- **Exercise prompt**: Search the data for the word "white" and copy every line where it occurs.

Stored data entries
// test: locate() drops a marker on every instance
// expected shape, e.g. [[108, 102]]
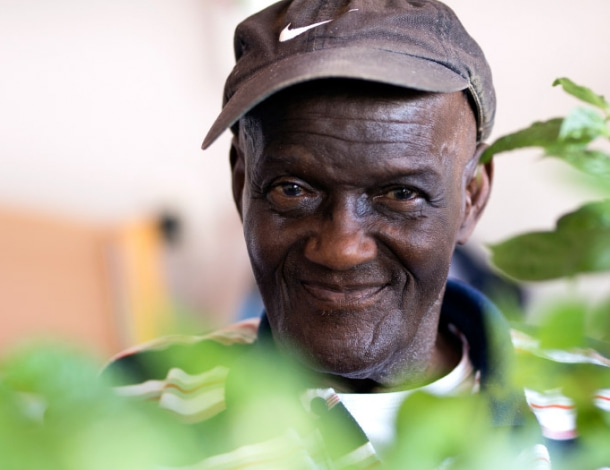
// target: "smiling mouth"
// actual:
[[343, 296]]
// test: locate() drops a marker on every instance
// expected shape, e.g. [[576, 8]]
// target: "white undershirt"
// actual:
[[376, 412]]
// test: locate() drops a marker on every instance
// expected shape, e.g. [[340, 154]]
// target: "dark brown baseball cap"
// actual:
[[417, 44]]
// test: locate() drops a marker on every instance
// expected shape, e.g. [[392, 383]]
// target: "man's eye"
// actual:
[[401, 194], [287, 195], [289, 189]]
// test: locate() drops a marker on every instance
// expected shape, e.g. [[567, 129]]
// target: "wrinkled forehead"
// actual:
[[355, 100]]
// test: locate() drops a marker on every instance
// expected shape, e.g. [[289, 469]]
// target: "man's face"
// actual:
[[352, 204]]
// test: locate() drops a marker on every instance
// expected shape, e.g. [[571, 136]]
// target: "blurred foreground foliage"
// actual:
[[56, 413], [580, 242]]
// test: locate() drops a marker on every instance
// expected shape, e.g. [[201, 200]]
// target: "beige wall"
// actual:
[[103, 105]]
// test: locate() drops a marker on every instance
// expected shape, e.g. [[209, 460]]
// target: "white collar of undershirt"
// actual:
[[376, 412]]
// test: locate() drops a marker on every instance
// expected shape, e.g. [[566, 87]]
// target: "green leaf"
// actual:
[[580, 244], [539, 134], [590, 162], [564, 327], [595, 215], [583, 125], [583, 93]]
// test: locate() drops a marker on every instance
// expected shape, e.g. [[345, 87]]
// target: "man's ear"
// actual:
[[478, 189], [238, 174]]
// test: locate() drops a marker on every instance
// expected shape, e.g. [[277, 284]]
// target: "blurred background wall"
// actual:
[[103, 106]]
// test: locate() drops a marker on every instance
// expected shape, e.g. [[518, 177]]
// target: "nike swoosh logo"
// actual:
[[287, 34]]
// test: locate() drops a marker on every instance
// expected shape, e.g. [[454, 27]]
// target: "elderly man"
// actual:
[[358, 127]]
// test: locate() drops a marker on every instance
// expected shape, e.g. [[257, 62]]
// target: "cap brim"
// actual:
[[358, 63]]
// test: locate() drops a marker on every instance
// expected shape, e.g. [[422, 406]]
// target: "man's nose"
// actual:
[[341, 242]]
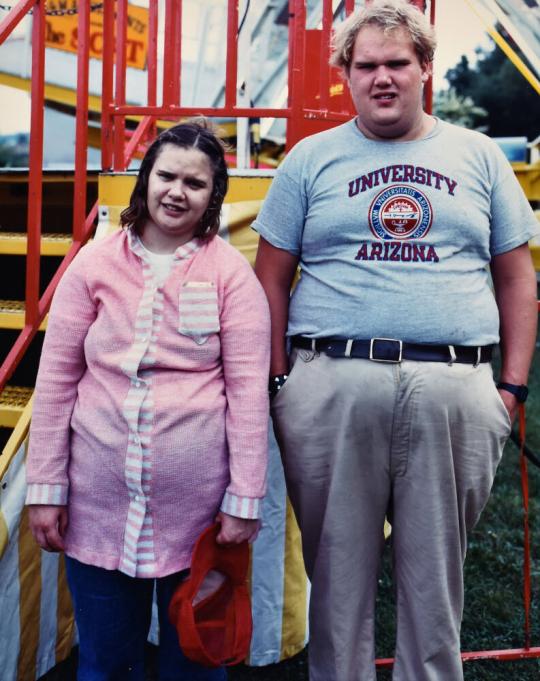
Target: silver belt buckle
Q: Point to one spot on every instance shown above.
(391, 340)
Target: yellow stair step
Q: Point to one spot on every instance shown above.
(13, 400)
(12, 315)
(14, 243)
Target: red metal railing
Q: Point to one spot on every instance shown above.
(117, 147)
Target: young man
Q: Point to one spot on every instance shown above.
(390, 408)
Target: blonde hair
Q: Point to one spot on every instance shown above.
(389, 15)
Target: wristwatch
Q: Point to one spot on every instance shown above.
(520, 391)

- **Solved problem**:
// target: "white undershirt"
// target: "white collar of undershirt"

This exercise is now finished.